*** Records supplied ***
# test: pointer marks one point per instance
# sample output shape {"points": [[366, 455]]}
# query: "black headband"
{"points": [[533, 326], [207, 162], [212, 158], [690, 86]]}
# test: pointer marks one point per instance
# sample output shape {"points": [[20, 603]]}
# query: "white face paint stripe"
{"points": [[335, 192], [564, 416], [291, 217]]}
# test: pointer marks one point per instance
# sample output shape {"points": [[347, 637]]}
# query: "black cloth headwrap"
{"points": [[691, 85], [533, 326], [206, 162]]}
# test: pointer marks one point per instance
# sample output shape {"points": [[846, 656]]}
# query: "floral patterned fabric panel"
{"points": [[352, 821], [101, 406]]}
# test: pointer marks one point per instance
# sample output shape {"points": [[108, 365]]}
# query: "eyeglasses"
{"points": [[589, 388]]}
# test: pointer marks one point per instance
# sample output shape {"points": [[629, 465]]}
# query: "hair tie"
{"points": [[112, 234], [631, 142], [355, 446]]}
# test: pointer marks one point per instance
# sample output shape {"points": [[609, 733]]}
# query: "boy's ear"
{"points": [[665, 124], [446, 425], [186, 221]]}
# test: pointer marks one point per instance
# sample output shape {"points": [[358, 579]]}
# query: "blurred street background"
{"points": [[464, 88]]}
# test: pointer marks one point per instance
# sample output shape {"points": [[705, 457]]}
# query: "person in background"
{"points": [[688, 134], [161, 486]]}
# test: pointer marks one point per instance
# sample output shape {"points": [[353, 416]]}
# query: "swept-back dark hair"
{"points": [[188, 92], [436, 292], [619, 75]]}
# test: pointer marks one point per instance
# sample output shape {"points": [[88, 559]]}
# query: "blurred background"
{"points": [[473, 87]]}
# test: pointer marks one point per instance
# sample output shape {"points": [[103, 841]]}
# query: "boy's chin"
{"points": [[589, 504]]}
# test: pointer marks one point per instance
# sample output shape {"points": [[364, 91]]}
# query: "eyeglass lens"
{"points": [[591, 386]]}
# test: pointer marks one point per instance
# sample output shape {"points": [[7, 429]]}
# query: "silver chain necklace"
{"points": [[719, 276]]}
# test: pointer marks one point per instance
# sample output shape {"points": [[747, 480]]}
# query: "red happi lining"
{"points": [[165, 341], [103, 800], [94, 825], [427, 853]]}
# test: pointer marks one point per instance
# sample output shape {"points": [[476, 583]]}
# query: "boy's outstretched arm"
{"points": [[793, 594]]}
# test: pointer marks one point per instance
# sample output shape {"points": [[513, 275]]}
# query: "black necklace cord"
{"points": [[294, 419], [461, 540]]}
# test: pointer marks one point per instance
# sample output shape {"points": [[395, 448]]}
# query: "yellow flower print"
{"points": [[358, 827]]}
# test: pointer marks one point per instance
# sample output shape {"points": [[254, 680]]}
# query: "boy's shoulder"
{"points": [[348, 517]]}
***
All of the records go in your answer, copied exactly.

# test: pointer marks one point per instance
# sample output shape {"points": [[366, 455]]}
# query: "black headband"
{"points": [[533, 326], [207, 162], [212, 158], [690, 86]]}
# test: pointer marks one point per instance
# sample output shape {"points": [[20, 603]]}
# query: "white face paint stripe"
{"points": [[335, 192], [564, 416], [291, 217]]}
# test: pointer marks one point per instance
# sample output shape {"points": [[347, 637]]}
# query: "black cloth headwrap"
{"points": [[691, 85], [533, 326], [206, 162]]}
# test: pointer marks one point per instance
# sample output shape {"points": [[846, 656]]}
# query: "floral patterned fabric panel"
{"points": [[352, 821], [101, 406]]}
# test: pointer marks one point per instance
# sample output shape {"points": [[108, 365]]}
# query: "eyeglasses"
{"points": [[589, 388]]}
# test: pointer marks one point per instance
# sample output shape {"points": [[629, 465]]}
# query: "hair tie"
{"points": [[112, 234], [631, 142], [355, 446]]}
# test: pointer marks one point per instance
# sample output shape {"points": [[609, 733]]}
# query: "boy's ear"
{"points": [[665, 124], [446, 425], [186, 221]]}
# test: pointer marks one point per instance
# sample output shape {"points": [[358, 579]]}
# query: "blurred street background"
{"points": [[464, 88]]}
# test: pointer marks one point per instance
# sample output shape {"points": [[705, 457]]}
# query: "person in background"
{"points": [[688, 134], [161, 486]]}
# test: pointer marks one point per instance
# sample output shape {"points": [[353, 416]]}
# query: "swept-back dark hair"
{"points": [[188, 92], [436, 292], [619, 75]]}
# test: pointer marks one point per instance
# sample output shape {"points": [[88, 559]]}
# query: "blurred background"
{"points": [[473, 87]]}
# test: pointer marks one point per instance
# sample output shape {"points": [[103, 841]]}
# query: "boy's chin"
{"points": [[589, 504]]}
# test: pointer marks one point per instance
# sample output shape {"points": [[364, 91]]}
# query: "eyeglass lens"
{"points": [[591, 386]]}
# test: pointer marks one point per instance
# sample output shape {"points": [[7, 429]]}
# query: "silver chain necklace"
{"points": [[719, 276]]}
# test: pointer marks one point per instance
# sample output shape {"points": [[747, 480]]}
# query: "red happi lining"
{"points": [[165, 341], [103, 800], [94, 825], [427, 853]]}
# test: pointer marks one point per instance
# sample output shape {"points": [[476, 583]]}
# query: "boy's outstretched arm"
{"points": [[793, 594]]}
# test: pointer marks one point per instance
# sample output shape {"points": [[513, 275]]}
# query: "black necklace cord"
{"points": [[294, 419], [461, 540]]}
# test: pointer marks one point per instance
# sample output shape {"points": [[395, 448]]}
# query: "yellow flower print"
{"points": [[358, 827]]}
# test: pointer marks one point per instance
# sample output shape {"points": [[254, 680]]}
# query: "boy's shoulder"
{"points": [[348, 517]]}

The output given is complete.